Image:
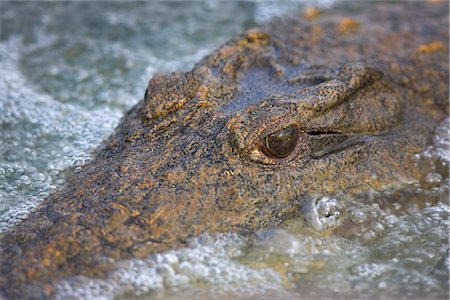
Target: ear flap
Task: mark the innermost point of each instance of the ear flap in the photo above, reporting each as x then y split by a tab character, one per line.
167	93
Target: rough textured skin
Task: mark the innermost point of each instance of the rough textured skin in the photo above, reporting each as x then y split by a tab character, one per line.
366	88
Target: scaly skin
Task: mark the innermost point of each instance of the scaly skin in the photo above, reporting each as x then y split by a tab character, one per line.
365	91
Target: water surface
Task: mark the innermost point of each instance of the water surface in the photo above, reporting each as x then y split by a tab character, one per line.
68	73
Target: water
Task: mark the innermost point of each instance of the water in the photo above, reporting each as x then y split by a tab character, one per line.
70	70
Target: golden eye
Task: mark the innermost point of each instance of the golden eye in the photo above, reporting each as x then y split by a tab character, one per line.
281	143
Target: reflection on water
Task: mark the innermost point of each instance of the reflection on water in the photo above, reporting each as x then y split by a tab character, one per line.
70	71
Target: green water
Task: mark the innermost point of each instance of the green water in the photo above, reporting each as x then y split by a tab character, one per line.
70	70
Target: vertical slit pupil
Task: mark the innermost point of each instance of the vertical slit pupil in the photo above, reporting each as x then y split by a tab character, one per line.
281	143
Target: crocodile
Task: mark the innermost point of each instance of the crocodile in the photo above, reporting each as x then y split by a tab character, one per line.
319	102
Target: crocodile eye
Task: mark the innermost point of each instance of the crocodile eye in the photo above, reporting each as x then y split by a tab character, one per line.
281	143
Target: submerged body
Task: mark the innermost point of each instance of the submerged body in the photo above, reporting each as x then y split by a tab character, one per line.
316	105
■ ■ ■ ■
> **Given request**:
Arrange the entries, from the line with "Target: submerged body" through the end of the entries, as a two-column CSV with the headers instruction and points. Give one row per entry with its instruction and its answer, each in a single quoted field with line breaks replaced by spaces.

> **Correct answer**:
instruction,points
"Target: submerged body Task: mark the innermost point of each instance of the submerged body in the photo above, reporting each as x then y split by a tab character, one per line.","316	105"